[WIP] Add Adversarial Diffusion Distillation (ADD) Script
What does this PR do?
This PR adds an example script for adversarial diffusion distillation (ADD) (paper, code), a distillation + adversarial training method used to distill SD/SD-XL Turbo.
Before submitting
- [ ] This PR fixes a typo or improves the docs (you can dismiss the other checks if that's the case).
- [x] Did you read the contributor guideline?
- [x] Did you read our philosophy doc (important for complex PRs)?
- [ ] Was this discussed/approved via a GitHub issue or the forum? Please add a link to it if that's the case.
- [ ] Did you make sure to update the documentation with your changes? Here are the documentation guidelines, and here are tips on formatting docstrings.
- [ ] Did you write any new necessary tests?
Who can review?
Anyone in the community is free to review the PR once the tests have passed. Feel free to tag members/contributors who may be interested in your PR.
@patrickvonplaten @sayakpaul @patil-suraj
The docs for this PR live here. All of your documentation changes will be reflected on that endpoint. The docs are available until 30 days after the last update.
There's currently an issue that happens in the script as follows: if student_timesteps takes on the value noise_scheduler.config.num_train_timesteps - 1 (= 999), alpha_schedule[noise_scheduler.config.num_train_timesteps - 1] == 0 because noise_scheduler has rescale_betas_zero_snr == True. When we go to convert the student unet's noise prediction to a predicted original sample in Denoiser, we then end up dividing by alpha_schedule[999] == 0 and nans/infs start appearing in student_x_0, which ultimately causes the gradients to become nans.
(Note that if rescale_betas_zero_snr == False, alpha_schedule[noise_scheduler.config.num_train_timesteps - 1] $\approx 0.0683$, which is far away from 0, as noted by the paper that introduced rescaling to zero terminal SNR. Also note that the same thing could theoretically happen with teacher_timesteps, but it's much less likely since we sample over the whole range of training timesteps $\{0, 1, ..., 999\}$ rather than just 4 timesteps, one of which is $999$.)

> **REQUEST 1**: In the pull request, approximately what value does alpha_schedule take at the last training timestep when rescale_betas_zero_snr is False?
> **REQUEST 2**: Reproduce the stretch of the pull request from "[WIP] Add Adversarial" through "distill SD/SD-XL Turbo.".
> **REQUEST 3**: Pick up the pull request on adversarial diffusion distillation after its final sentence and carry it further.

> **DATA SHOWN**:
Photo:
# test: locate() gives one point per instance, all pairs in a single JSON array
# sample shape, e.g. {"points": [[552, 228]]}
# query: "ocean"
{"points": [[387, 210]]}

...

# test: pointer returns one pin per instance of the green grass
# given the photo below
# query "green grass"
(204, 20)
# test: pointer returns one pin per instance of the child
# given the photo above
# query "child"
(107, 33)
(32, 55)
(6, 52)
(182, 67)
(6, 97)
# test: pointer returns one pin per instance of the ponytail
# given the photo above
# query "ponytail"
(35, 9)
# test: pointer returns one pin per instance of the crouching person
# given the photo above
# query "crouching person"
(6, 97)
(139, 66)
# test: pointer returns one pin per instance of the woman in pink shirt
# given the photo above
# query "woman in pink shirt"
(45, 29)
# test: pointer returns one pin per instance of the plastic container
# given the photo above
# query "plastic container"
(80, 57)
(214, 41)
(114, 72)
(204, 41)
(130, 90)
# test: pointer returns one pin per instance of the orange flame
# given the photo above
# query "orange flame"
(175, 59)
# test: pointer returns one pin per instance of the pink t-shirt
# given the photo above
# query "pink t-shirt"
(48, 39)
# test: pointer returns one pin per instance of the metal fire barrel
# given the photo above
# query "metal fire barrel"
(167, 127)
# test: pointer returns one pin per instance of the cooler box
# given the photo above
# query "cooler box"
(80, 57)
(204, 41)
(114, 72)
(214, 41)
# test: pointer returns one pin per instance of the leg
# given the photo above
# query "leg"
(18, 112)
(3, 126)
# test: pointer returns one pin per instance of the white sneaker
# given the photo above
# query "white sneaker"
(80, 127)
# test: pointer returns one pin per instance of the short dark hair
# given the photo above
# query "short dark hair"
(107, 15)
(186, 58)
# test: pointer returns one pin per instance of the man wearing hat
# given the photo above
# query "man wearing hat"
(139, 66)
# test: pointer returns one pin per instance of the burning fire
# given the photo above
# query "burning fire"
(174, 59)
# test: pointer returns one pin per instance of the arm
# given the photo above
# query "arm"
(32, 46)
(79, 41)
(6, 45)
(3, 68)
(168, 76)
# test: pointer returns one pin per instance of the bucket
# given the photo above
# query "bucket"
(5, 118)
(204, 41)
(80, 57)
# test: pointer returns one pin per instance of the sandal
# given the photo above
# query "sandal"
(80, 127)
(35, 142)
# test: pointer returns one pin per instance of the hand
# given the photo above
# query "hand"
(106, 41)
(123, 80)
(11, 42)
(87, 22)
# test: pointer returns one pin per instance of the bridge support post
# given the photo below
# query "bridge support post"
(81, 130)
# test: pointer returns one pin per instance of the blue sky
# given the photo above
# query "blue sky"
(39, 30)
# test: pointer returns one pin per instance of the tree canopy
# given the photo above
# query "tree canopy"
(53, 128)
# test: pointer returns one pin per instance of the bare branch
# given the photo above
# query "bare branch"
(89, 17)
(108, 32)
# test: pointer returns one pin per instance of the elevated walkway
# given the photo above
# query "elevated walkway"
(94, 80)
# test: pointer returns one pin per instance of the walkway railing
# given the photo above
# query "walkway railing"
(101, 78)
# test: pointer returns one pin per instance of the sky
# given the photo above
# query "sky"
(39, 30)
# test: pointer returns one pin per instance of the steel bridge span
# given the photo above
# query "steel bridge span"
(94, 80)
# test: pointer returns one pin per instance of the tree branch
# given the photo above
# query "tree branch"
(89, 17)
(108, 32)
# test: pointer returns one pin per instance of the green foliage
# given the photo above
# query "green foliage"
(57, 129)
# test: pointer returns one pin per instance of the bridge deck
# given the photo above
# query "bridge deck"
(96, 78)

> **EXERCISE RESPONSE 1**: Approximately 0.0683.

> **EXERCISE RESPONSE 2**:
[WIP] Add Adversarial Diffusion Distillation (ADD) Script
What does this PR do?
This PR adds an example script for adversarial diffusion distillation (ADD) (paper, code), a distillation + adversarial training method used to distill SD/SD-XL Turbo.

> **EXERCISE RESPONSE 3**:
The ADD paper indicates that they both use $999$ as a student timestep and zero terminal SNR:
I'm not sure how they handle this divide by zero issue, perhaps they divide by alphas + eps for some small eps > 0 when converting from a noise prediction to an original sample prediction? Thoughts @patil-suraj @sayakpaul?
[Edit: I see that EulerDiscreteScheduler handles this by setting the last alpha to a small positive value:
https://github.com/huggingface/diffusers/blob/79c380bc80051d8f82a38c3a7df6f8f4efd1633d/src/diffusers/schedulers/scheduling_euler_discrete.py#L214-L217
So that's another option.]
If I set alphas_schedule[-1] == 2**-24, the student predicted original sample student_x_0 will not have any nans, but whenever student_timesteps is noise_scheduler.config.num_train_timesteps - 1 the predicted x_0 will have large positive and negative values (as expected). When we decode using the VAE, the decoded output student_gen_image will then have nans at those locations (at least for the small random test VAE at dg845/tiny-random-stable-diffusion, not sure what happens if a full pretrained SD/SD-XL checkpoint is used). This is true even if we use a small positive value that's several orders of magnitude higher, e.g. alphas_schedule[-1] == 2**-12.
Thanks for all the details. Probably a very dumb ask but have you seen any widely different training dynamics without enabling zero-terminal SNR? If not, we could definitely try that out.
But if I were to try out stuff in priority:
- I would try out Euler
- Replicate these changes with the current sampler but looks like you have already tried it
- Follow up with the ADD authors about this phenomenon
Probably a very dumb ask but have you seen any widely different training dynamics without enabling zero-terminal SNR?
I've only tested on very small toy checkpoints like dg845/tiny-random-stable-diffusion due to a lack of computational resources, so I'm not sure if the training dynamics are different. My guess is that without enforcing zero terminal SNR the distilled checkpoint might have the medium brightness sample issue described in https://arxiv.org/pdf/2305.08891.pdf.
(BTW, would it be possible to get some GPU resources to help test the script?😅)
(BTW, would it be possible to get some GPU resources to help test the script?😅)
Checking that internally. Will keep you posted.
I will start testing this and will keep you posted.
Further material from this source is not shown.